--- Assigned task A ---
Copy the passage on chosen family from "I was talking" to "family really means." word for word.
--- Assigned task B ---
In the passage on chosen family, what did the writer's high school English teachers fill large shopping bags with?
--- Assigned task C ---
Can you continue the passage on chosen family from where it ends?

··· Study text

Over the years, I've done my share of this "annexing." My best friend's parents in high school, who smothered me in hugs. My high school English teachers, who fed me large shopping bags full of mystery novels, and who hosted me for weekends of quiet reading, good food, and cat-petting during difficult adolescent years. My college boyfriend's parents, who often welcomed me to their Shabbat table, who fed me chicken soup when I was sick and challah when I wasn't, even if they probably did feel a little sorry that I wasn't Jewish. My friend in California, who became a big sister, looking out for me when I wasn't looking out very well for myself.
I was talking with a friend from church recently about the giving and receiving sermon from the other day, about why we build our community and try to make sure that everyone is taken care of, and it's precisely for this reason: that most families come imperfect, incomplete, some assembly required. Which is not to say that everyone needs the heteronormative family with four grandparents and 1.5 siblings and a dog, but that relationships are complicated, and that I feel grateful for the people who have become my chosen family over the years, who help me define what family really means.

······
··· Study material

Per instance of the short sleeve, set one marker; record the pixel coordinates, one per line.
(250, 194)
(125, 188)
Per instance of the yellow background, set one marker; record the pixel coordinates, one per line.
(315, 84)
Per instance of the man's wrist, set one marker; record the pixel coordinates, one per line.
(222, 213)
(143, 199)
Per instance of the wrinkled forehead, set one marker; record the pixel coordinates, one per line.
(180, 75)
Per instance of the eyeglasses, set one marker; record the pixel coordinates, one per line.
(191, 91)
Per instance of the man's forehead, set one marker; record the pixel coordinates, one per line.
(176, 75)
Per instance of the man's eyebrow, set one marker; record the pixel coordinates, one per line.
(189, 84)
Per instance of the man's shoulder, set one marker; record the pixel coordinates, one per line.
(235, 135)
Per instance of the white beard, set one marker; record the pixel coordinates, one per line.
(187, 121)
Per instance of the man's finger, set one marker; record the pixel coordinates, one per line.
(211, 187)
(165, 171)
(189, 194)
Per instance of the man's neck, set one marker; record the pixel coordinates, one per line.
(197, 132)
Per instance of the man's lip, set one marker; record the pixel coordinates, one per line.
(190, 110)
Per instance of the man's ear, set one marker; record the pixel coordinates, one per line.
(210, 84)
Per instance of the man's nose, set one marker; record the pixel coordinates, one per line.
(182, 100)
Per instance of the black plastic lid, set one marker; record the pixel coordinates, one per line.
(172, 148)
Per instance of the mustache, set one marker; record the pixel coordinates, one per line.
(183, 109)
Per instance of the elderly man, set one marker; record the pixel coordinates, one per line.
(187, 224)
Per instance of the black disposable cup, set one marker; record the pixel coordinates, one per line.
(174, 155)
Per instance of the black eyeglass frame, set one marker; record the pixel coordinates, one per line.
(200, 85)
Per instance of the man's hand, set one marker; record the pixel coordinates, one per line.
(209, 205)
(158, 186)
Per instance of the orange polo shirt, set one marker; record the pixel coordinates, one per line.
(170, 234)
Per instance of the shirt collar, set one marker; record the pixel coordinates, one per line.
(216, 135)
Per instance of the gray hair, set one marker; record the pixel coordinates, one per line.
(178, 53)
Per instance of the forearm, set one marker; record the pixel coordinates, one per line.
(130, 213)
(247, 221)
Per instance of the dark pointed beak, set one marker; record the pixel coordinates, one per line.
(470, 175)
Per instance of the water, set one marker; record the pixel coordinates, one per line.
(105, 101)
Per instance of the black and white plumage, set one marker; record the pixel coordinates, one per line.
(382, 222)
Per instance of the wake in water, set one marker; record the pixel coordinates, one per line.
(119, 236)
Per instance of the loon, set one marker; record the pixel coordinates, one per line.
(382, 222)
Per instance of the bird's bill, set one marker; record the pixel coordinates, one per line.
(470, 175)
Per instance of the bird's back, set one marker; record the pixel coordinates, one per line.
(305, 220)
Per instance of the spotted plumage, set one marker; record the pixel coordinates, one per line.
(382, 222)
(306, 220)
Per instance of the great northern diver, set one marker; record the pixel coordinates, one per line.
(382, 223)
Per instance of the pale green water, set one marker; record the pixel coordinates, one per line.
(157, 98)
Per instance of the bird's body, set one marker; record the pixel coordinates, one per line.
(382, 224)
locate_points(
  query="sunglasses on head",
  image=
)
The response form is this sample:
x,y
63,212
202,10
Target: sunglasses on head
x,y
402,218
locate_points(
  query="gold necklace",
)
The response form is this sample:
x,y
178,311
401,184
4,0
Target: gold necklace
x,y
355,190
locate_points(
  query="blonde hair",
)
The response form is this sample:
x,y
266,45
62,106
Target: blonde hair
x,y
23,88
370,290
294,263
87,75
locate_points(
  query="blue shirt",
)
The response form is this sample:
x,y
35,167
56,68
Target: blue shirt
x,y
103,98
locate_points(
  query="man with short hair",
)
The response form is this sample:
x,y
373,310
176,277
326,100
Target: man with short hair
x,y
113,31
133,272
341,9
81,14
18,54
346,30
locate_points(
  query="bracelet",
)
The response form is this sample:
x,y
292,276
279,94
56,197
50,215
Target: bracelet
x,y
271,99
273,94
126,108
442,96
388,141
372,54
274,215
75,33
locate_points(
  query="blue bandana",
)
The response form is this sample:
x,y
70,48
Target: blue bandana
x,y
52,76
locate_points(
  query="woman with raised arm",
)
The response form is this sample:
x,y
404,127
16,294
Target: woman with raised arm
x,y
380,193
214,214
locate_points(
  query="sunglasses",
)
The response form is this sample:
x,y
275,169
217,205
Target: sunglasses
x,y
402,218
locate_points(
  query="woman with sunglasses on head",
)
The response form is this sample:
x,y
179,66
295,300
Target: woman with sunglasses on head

······

--- Exercise result A ---
I was talking with a friend from church recently about the giving and receiving sermon from the other day, about why we build our community and try to make sure that everyone is taken care of, and it's precisely for this reason: that most families come imperfect, incomplete, some assembly required. Which is not to say that everyone needs the heteronormative family with four grandparents and 1.5 siblings and a dog, but that relationships are complicated, and that I feel grateful for the people who have become my chosen family over the years, who help me define what family really means.

--- Exercise result B ---
Mystery novels.

--- Exercise result C ---
My grandmother never would have imagined split pea soup like this. But I know that she is with me now in the kitchen, nodding approvingly at my efforts to keep the oven hot and the pots bubbling on a regular basis.
How do you define your family? Who have you chosen to add to your family over the years?
Yellow Split Pea Lentil Soup
adapted from 101 Cookbooks
I added a little more water and vegetables than Heidi did to this soup, and less raisins, because I don't like my soup quite as sweet. I also tossed all of the scallions in during the cooking stage, instead of saving some for the end as she does, partly by mistake, but I liked the result. And I added a bit of garam masala for a deeper of flavor.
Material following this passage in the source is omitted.